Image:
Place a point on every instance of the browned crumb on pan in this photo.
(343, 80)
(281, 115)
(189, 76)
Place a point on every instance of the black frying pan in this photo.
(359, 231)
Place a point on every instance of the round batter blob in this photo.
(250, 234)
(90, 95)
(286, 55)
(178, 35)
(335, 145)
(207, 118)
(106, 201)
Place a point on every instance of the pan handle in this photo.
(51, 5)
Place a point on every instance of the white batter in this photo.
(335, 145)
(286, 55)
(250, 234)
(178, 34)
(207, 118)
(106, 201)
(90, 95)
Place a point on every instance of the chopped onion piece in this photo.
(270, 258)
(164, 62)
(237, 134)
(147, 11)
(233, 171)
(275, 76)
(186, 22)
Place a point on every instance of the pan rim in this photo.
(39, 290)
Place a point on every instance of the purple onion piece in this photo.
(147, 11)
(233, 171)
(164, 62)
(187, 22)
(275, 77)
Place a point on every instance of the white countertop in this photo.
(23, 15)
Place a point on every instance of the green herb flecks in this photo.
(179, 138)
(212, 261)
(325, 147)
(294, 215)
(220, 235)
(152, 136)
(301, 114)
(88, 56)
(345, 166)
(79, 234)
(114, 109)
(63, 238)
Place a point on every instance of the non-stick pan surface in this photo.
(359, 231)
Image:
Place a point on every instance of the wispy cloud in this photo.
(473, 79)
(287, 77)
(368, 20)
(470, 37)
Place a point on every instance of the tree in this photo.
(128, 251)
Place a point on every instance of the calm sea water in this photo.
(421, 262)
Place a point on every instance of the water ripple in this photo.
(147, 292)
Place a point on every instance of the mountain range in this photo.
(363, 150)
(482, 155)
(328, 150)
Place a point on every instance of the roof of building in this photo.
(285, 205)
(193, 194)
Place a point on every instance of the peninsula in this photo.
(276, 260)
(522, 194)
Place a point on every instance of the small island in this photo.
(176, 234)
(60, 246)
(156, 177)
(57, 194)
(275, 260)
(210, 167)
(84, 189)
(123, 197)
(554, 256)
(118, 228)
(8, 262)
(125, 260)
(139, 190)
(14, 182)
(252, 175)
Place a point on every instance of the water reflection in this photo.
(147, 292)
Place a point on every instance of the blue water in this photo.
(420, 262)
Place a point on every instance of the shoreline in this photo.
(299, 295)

ESERCIZIO ASSEGNATO: Ricopia parola per parola tutto ciò che va dalla riga contenente "Place a point on every instance of the shoreline" fino alla fine dei record, estremi compresi.

RISULTATO:
Place a point on every instance of the shoreline in this photo.
(299, 295)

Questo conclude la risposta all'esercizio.